## The problem:
Copy out the stretch of items from the line containing "Task: identify the wooden railing in" through the last line, both included. Keep each task line as it stands and add 48 to both numbers of every coordinate pair.

## Provided records:

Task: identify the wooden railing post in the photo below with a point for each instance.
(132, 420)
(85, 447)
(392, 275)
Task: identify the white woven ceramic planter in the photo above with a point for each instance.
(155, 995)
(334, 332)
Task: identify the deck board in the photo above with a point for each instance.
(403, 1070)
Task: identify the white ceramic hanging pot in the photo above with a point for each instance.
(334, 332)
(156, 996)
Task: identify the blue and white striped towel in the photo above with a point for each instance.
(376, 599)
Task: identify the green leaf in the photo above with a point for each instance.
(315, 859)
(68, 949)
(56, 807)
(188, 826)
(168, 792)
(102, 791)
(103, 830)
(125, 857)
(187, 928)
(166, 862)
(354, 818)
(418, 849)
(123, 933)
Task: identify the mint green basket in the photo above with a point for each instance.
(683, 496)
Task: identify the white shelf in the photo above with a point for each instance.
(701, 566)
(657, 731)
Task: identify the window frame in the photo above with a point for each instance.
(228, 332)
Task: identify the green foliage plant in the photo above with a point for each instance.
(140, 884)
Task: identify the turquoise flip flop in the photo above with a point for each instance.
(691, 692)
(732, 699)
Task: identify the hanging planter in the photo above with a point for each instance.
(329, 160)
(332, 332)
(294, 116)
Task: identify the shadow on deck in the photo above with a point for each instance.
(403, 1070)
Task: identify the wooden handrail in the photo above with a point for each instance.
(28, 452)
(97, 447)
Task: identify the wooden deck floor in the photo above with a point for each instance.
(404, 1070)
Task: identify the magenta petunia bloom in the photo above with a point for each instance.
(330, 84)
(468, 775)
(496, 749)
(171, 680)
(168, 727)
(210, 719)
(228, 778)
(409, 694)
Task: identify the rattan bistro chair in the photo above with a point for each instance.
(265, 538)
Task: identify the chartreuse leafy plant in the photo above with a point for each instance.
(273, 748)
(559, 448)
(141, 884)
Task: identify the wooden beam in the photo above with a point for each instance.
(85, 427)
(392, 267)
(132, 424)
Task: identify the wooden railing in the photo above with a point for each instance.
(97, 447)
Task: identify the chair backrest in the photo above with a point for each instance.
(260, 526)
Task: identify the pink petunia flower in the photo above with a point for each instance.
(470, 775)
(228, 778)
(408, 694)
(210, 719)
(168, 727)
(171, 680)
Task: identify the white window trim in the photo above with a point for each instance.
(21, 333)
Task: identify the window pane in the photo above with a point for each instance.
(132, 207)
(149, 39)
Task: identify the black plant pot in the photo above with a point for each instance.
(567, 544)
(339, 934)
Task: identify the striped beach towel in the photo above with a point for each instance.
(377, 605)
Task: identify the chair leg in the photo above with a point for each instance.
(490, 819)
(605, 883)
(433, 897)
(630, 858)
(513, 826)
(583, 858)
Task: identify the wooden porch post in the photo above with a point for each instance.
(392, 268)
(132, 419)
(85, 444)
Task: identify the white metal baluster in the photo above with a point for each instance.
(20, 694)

## Complete answer:
Task: identify the wooden railing in the photo above with a point for each instance.
(145, 495)
Task: identify the chair backrest in the photo above with a point for each instance.
(308, 574)
Task: identify the pink petunia flower in the photo above with a point for each instance.
(518, 823)
(276, 826)
(456, 742)
(258, 767)
(216, 775)
(219, 728)
Task: identify the white window trim in the photo above with a point for each instance.
(69, 381)
Task: identify the window pane in the photo above with a point for each instance.
(180, 255)
(197, 87)
Task: identify the black plant pot in the photo above with a point for each instance.
(615, 592)
(387, 982)
Task: identify the striped beach towel in the photo above with a point for each instance.
(425, 653)
Task: identify the chair leg in the photo above with a point for each instance.
(538, 867)
(653, 931)
(481, 945)
(678, 906)
(561, 874)
(631, 906)
Task: identify the wooden porch post in the photo above with a point for each instance.
(440, 316)
(180, 467)
(133, 492)
Task: identify the white metal baluster in the photo above with a point for each instance.
(68, 742)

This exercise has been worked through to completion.